WHAT THIS TASK INVOLVES: Recast the entries below as a numbered list with one line per item. Skip any blank lines and leave the pictures out of your answer.

Records:
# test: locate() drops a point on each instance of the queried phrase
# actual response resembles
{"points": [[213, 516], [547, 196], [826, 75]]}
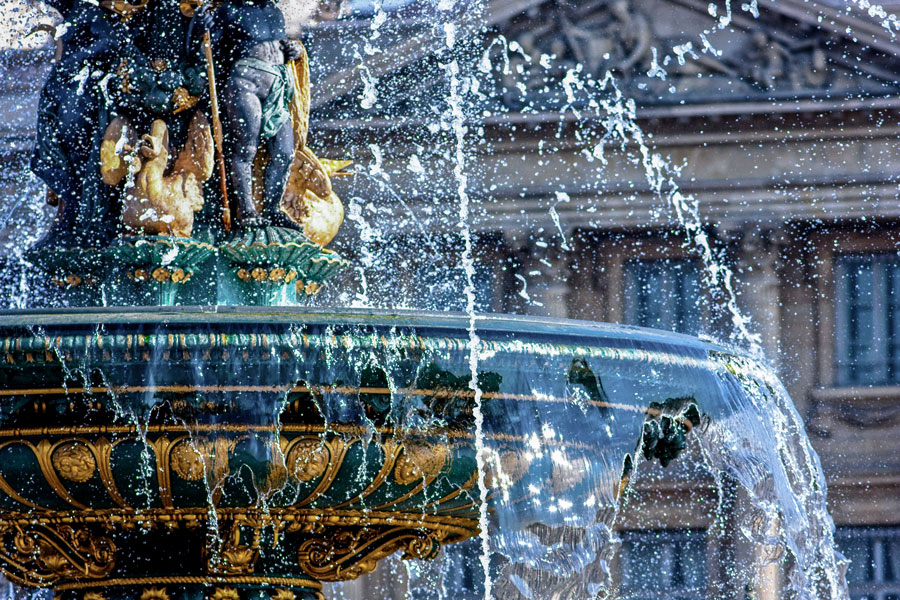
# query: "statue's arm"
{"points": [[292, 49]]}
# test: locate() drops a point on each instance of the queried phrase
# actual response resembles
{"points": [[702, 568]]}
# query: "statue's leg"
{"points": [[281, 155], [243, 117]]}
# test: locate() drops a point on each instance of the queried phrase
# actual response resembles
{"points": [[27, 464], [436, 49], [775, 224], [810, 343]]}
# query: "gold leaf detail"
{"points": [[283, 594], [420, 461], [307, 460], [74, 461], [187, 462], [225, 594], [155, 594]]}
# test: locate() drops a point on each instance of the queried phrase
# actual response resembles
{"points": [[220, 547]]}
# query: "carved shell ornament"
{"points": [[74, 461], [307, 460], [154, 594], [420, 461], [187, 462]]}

WRITTEN ANSWER:
1. # test: locate() drops a point on each instance of the queried phrase
2. # actual response resembles
3. {"points": [[213, 516], [547, 196], [826, 75]]}
4. # query: "statue's arm"
5. {"points": [[292, 49]]}
6. # test: locate() drops a point on each instance of the queried phrase
7. # actual response resembles
8. {"points": [[702, 568]]}
9. # query: "statue's leg"
10. {"points": [[281, 155], [243, 117]]}
11. # test: locate() drops a point on each instance of the queried phrase
12. # actual response resembles
13. {"points": [[27, 464], [436, 49], [775, 224], [810, 343]]}
14. # query: "gold leaf detail"
15. {"points": [[283, 594], [420, 461], [307, 460], [74, 461], [187, 462], [225, 594], [155, 594]]}
16. # test: locate() drops a point on each instance of the queried phrase
17. # actual response resembles
18. {"points": [[220, 547]]}
19. # query: "carved shell ornament"
20. {"points": [[74, 461], [307, 460], [154, 594], [420, 461], [187, 462]]}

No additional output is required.